Extracted records:
— Start —

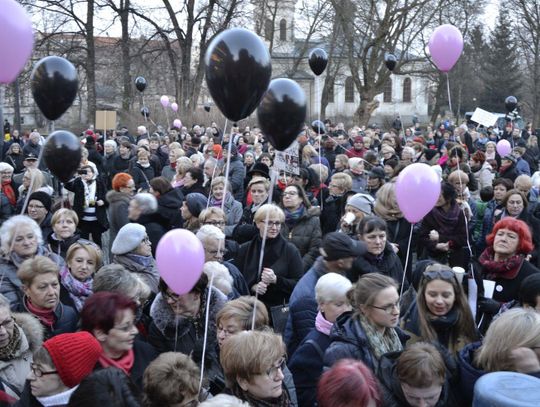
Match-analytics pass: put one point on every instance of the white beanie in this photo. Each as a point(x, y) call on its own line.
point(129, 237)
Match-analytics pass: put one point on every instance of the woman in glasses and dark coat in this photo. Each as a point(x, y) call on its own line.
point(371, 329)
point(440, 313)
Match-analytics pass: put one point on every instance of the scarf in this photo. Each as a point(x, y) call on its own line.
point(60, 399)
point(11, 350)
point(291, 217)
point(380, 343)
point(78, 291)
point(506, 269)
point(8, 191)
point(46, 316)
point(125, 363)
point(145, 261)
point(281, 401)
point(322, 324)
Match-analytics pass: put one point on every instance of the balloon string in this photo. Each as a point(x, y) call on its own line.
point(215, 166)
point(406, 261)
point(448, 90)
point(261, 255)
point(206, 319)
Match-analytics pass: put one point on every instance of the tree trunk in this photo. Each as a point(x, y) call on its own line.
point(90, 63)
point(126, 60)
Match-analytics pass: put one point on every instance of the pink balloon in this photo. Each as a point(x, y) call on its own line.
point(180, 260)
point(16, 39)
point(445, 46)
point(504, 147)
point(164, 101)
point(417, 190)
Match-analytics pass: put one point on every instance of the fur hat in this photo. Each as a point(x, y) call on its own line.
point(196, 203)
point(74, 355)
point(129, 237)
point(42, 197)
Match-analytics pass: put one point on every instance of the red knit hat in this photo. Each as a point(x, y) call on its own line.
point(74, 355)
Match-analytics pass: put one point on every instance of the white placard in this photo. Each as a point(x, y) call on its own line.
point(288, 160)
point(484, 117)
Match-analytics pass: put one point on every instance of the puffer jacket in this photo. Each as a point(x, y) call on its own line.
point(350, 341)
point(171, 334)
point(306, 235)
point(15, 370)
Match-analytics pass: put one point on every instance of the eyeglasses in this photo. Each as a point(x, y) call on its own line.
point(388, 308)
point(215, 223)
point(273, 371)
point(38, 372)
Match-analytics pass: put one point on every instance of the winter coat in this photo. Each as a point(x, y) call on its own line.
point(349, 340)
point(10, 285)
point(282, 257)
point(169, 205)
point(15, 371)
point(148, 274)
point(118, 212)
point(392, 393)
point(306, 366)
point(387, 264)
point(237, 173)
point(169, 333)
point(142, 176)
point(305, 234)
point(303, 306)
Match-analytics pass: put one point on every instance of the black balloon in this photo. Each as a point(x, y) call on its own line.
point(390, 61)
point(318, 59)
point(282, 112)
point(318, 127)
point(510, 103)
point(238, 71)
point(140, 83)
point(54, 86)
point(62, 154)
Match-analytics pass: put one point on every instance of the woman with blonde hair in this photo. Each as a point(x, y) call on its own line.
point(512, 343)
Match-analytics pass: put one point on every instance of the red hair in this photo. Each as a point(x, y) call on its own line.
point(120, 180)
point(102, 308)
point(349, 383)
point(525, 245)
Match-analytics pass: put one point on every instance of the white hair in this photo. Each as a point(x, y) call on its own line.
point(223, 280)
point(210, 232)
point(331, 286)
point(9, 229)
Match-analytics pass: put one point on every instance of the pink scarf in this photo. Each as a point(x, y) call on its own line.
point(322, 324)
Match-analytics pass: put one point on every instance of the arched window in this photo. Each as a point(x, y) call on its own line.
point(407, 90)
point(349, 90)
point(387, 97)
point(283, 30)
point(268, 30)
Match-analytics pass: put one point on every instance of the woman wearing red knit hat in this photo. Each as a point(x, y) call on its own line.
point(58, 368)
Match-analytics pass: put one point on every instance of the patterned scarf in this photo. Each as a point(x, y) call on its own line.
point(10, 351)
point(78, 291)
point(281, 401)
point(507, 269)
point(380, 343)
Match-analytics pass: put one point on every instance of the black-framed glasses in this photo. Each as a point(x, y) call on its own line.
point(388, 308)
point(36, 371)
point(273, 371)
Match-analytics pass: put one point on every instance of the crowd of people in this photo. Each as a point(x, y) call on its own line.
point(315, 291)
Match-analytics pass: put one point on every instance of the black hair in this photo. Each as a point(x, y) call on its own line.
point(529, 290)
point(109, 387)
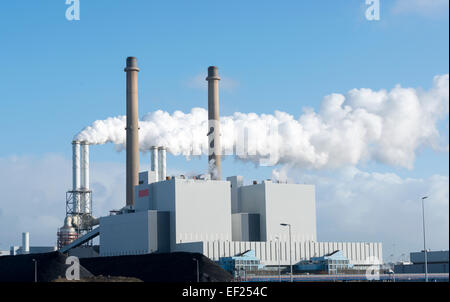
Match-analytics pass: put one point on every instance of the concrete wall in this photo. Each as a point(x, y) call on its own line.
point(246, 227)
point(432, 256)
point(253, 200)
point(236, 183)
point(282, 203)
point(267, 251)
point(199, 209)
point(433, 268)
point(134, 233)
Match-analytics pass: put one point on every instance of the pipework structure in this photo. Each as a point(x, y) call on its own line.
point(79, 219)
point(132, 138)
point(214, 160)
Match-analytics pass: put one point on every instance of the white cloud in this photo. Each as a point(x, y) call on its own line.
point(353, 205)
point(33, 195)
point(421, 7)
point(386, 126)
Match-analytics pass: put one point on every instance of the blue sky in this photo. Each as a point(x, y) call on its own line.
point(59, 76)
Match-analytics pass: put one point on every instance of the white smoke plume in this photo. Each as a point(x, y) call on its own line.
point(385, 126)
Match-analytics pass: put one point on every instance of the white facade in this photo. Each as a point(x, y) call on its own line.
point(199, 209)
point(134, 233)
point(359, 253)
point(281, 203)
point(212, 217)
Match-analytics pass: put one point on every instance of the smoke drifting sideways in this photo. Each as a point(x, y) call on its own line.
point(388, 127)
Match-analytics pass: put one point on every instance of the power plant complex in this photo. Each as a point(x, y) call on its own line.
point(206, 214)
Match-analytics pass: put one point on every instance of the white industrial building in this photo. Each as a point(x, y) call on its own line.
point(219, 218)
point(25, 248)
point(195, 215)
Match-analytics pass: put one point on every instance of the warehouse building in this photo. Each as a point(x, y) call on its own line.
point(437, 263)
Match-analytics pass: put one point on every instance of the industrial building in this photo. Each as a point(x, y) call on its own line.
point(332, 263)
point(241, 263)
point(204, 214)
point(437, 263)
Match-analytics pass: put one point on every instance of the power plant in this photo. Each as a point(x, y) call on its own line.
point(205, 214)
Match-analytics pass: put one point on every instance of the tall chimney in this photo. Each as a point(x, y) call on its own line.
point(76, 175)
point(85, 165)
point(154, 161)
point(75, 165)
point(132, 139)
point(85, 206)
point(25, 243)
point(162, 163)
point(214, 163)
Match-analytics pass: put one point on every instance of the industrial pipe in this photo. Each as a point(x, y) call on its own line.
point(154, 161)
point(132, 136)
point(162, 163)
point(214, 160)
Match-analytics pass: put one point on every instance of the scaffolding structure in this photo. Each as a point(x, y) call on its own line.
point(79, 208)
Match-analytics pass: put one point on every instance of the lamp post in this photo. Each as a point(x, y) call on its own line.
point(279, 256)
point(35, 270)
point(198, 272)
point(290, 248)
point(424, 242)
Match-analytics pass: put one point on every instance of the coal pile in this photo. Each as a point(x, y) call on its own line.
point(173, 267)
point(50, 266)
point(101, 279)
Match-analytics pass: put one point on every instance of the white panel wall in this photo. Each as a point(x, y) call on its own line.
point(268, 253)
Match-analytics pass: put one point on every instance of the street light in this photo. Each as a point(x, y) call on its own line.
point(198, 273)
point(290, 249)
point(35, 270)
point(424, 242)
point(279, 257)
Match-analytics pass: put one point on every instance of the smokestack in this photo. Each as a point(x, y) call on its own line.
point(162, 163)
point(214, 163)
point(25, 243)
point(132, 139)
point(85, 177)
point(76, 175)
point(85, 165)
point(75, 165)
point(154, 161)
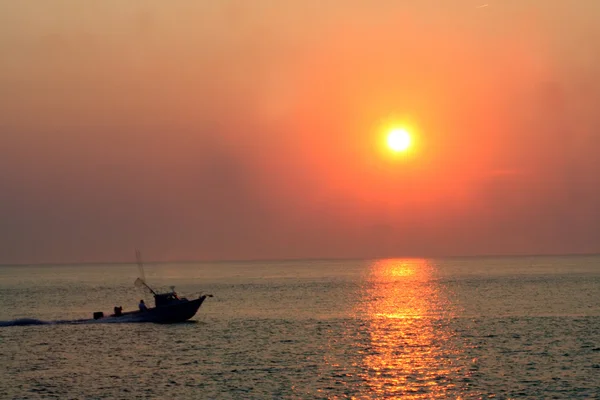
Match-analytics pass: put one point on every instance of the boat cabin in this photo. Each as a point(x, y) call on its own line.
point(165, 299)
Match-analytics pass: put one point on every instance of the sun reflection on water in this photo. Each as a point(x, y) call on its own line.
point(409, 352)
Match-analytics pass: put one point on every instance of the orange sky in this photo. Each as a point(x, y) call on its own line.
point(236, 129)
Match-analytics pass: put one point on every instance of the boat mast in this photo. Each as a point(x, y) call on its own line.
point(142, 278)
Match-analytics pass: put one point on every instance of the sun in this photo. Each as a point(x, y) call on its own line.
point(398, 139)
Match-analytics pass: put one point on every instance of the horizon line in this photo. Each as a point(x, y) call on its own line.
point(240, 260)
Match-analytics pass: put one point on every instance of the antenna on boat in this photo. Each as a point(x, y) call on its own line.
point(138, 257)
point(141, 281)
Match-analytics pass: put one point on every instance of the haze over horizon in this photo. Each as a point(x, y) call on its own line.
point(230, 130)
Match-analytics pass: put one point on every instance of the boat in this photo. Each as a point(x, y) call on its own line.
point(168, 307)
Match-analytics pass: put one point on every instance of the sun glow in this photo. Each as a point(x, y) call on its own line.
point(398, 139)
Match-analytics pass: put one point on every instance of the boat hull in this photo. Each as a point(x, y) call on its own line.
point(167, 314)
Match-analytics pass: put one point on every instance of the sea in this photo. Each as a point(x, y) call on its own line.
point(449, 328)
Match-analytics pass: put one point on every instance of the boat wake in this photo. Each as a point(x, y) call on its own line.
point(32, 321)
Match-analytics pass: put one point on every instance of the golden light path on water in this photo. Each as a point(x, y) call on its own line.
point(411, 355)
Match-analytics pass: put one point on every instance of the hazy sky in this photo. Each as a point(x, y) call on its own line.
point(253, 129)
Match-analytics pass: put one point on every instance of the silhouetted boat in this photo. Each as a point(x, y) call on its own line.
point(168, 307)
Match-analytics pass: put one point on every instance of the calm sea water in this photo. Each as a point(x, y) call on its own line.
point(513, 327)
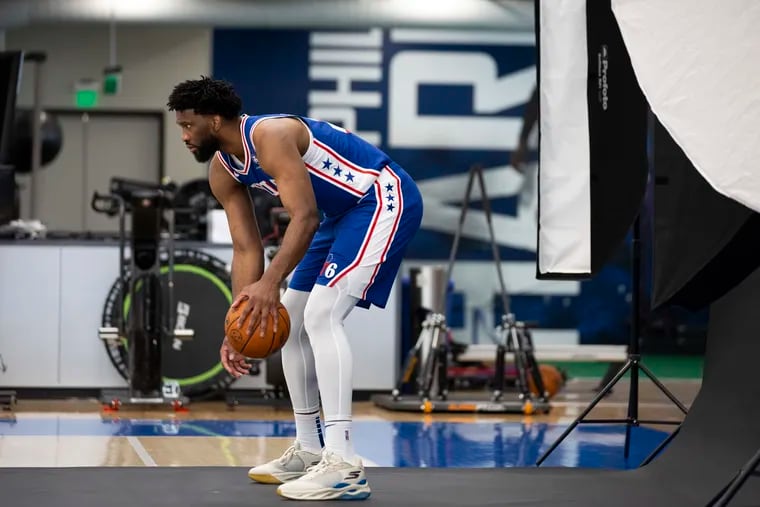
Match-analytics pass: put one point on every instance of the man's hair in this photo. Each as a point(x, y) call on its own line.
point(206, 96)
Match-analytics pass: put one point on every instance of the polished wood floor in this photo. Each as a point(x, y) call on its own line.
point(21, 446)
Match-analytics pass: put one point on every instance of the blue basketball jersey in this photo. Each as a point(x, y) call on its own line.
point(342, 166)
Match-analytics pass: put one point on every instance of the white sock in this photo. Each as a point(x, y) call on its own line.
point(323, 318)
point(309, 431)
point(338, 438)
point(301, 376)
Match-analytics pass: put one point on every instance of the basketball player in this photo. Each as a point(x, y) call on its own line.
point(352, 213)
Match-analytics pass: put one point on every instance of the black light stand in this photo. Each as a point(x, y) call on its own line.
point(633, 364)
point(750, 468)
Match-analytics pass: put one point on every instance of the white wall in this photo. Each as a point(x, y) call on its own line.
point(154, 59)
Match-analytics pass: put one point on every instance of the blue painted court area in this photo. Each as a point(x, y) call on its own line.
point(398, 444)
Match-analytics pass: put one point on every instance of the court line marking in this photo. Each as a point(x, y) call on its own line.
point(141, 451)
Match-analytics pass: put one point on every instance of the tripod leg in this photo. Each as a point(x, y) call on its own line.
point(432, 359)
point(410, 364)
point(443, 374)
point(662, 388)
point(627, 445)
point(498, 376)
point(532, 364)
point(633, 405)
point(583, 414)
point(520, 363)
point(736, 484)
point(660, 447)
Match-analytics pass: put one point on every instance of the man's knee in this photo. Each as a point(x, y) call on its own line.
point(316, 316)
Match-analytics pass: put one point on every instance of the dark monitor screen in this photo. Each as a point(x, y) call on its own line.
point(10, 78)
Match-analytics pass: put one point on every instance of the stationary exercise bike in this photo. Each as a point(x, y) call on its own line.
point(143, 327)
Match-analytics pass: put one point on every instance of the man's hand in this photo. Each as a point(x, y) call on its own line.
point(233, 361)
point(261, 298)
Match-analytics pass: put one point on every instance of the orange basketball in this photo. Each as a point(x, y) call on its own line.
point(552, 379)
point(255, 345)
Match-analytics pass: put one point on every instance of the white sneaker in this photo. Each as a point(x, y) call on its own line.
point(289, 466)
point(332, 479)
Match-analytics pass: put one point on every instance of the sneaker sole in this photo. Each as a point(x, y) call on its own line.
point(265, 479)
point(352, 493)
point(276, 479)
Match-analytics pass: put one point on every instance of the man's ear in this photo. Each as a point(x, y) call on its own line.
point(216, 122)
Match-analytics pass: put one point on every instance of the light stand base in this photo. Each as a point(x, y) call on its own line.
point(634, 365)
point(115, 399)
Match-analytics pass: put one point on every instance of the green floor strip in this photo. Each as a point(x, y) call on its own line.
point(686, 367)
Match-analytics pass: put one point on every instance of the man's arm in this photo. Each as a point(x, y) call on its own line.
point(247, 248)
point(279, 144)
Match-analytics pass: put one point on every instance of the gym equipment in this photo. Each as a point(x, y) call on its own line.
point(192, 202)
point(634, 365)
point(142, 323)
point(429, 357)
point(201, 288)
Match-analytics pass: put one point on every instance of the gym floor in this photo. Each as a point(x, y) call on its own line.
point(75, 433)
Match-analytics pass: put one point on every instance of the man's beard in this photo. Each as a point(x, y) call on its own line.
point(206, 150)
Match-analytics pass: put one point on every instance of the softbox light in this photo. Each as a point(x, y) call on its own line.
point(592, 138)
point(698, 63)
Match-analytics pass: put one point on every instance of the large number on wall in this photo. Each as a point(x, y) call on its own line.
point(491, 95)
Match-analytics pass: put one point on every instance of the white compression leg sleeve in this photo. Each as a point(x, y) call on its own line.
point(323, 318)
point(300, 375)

— End —

• **WRITTEN PROBLEM**:
Print again the material above, limited to the lines from the one holding "of the light" through the last, inclusive.

• **WRITTEN ANSWER**:
Match-analytics pass: put one point on every instance of the light stand base in this photo. Each as a point(x, y) call on its own line.
point(634, 365)
point(115, 399)
Match-analytics pass: put one point on every instance of the green floor strip in this photo. Each as a point(x, y) call on its own line.
point(686, 367)
Match-analytics pass: put one point on every instance of the man's arm in this photo. Each as a point(x, y) call on its own line.
point(247, 248)
point(279, 144)
Match-analytics pass: put one point on every instance of the gym equipment in this photo. Each as a point(x, y) call on its own line.
point(192, 202)
point(634, 365)
point(142, 323)
point(429, 357)
point(201, 288)
Match-analytics pass: put one point on every instance of the gym floor in this photo. Each as a point(x, y) call on its own line.
point(75, 433)
Match-analytics pass: put one point on every instance of the man's beard in this photo. Each as a point(x, y) call on its own line.
point(206, 150)
Match-analytics pass: put one point on every instance of the softbox light in this photo. Each as a point(x, y) call on its own line.
point(592, 138)
point(698, 63)
Match-analytics pass: put one point on every instance of the large number on wall in this photo. Each as a point(x, y) call on its own line.
point(491, 95)
Match-analytics pass: put one point on every instance of the white compression leg sleeve in this photo. Each as a point(x, y) call on its own line.
point(323, 318)
point(300, 375)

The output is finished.